* [PROBLEM DETAILS]: Repeat the listing in full, word for word.

* [RECORDED INFORMATION]:
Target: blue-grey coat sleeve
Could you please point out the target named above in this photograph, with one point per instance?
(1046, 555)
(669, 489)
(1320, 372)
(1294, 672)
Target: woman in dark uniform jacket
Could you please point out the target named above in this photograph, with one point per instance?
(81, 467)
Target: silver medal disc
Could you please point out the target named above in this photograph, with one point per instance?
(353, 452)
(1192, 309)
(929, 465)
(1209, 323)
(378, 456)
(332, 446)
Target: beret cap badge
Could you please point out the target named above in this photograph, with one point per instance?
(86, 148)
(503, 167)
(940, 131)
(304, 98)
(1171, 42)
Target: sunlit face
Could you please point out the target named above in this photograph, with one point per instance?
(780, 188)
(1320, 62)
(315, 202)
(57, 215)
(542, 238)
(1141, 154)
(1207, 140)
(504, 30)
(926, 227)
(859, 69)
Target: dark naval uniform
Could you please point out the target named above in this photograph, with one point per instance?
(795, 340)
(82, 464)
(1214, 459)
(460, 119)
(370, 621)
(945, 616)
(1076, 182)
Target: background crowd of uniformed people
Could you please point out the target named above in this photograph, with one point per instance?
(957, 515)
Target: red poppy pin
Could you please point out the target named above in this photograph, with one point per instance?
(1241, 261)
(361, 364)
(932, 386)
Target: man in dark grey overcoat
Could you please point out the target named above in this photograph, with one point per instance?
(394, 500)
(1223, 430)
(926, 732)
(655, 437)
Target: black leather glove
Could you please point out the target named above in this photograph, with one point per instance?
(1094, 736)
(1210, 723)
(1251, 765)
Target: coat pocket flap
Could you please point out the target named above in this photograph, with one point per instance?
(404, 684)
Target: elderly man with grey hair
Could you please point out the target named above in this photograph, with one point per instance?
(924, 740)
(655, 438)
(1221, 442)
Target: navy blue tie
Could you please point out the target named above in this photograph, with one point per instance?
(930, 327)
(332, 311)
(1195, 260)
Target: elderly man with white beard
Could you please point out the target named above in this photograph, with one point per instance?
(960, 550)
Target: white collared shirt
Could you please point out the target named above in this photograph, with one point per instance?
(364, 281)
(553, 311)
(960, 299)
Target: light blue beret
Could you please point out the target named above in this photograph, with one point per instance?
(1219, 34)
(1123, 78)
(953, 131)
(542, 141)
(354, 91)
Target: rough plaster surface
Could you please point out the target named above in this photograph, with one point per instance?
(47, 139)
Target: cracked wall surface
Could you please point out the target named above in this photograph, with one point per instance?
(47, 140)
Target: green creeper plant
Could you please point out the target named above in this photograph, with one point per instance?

* [RESULT OF THIS TASK]:
Target: blue-grey coat sleeve
Could you please point out the target named above in this photograph, with one point per instance?
(1046, 555)
(669, 489)
(1320, 372)
(1294, 672)
Target: woman in dark uniform jacket
Could you please point out the target named above in this photograph, with one point per instance?
(81, 467)
Target: silver medal disc
Could you please point out the target named above in this photograph, with one point per instance?
(353, 452)
(1192, 309)
(929, 465)
(1209, 323)
(378, 456)
(332, 446)
Target: beret cap badge
Could you please point out the target named above in this photograph, with one point per instance?
(86, 148)
(503, 167)
(940, 131)
(304, 98)
(1171, 42)
Target: sunlit face
Could you please point out the target named above in this photograph, with one point per instance?
(780, 188)
(1320, 62)
(315, 202)
(57, 215)
(542, 238)
(1141, 154)
(1207, 140)
(504, 30)
(926, 227)
(859, 69)
Target: dark naval uniform
Could you please point out the target named above in this photograph, with one point per instance?
(795, 340)
(82, 464)
(1214, 459)
(460, 119)
(370, 621)
(945, 616)
(1076, 182)
Target: background crowd of uniformed people
Could you please point out the target named above in this photograph, with one point per instance?
(957, 515)
Target: red poppy pin
Could you please point out the target named above in this photograph, with one point per instance?
(1241, 261)
(361, 364)
(932, 386)
Target: man in dark grey overcoat
Could you please point out the target named above in this photograph, with one point per instance?
(394, 500)
(1223, 430)
(926, 732)
(655, 437)
Target: black leather glove
Could you please point out the target named above in this photograph, with one point per instance?
(1094, 736)
(1210, 723)
(1251, 765)
Target: coat pocket flap
Could you please point out the target named above in this photograph, with one point per instance?
(404, 684)
Target: elderly man with grey hair
Could you please point out the target named above in this photograph, with one point per instance?
(924, 740)
(655, 438)
(1221, 442)
Target: navy blue tie
Could you please point out the target named above in this photograph, with one point per instance?
(930, 327)
(332, 311)
(1195, 260)
Target: elderly man with white beard
Could you please point out the target named above in this photograph, with one point per instance?
(960, 550)
Target: white collared shirt
Could you please point out the target named above in this photograph, with one point per instance?
(364, 281)
(553, 311)
(960, 299)
Target: light blue beret
Could you please point out the target named above in this photograph, with one point per instance?
(1219, 34)
(1123, 78)
(953, 131)
(542, 141)
(354, 91)
Target: rough plaster surface
Could you please point out the target named above in this photograph, with one point per instance?
(47, 139)
Target: cracked wall surface
Could you please point out the target named above in this photograph, with one point per instance?
(47, 140)
Target: green creeper plant
Could you please point out the target named above in this photograph, with one point per instance?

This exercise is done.